Format every line of the rows below as a JSON list of strings, one string per line, and leave out any blank lines.
#####
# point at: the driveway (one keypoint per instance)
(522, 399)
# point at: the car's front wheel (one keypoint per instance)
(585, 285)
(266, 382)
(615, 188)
#####
* ANSWER TO THIS PROBLEM
[
  "# point at: the driveway (one keypoint per instance)",
  "(522, 399)",
  "# point at: the car's front wheel (one keypoint per instance)",
  "(585, 285)",
  "(266, 382)",
  "(615, 188)"
]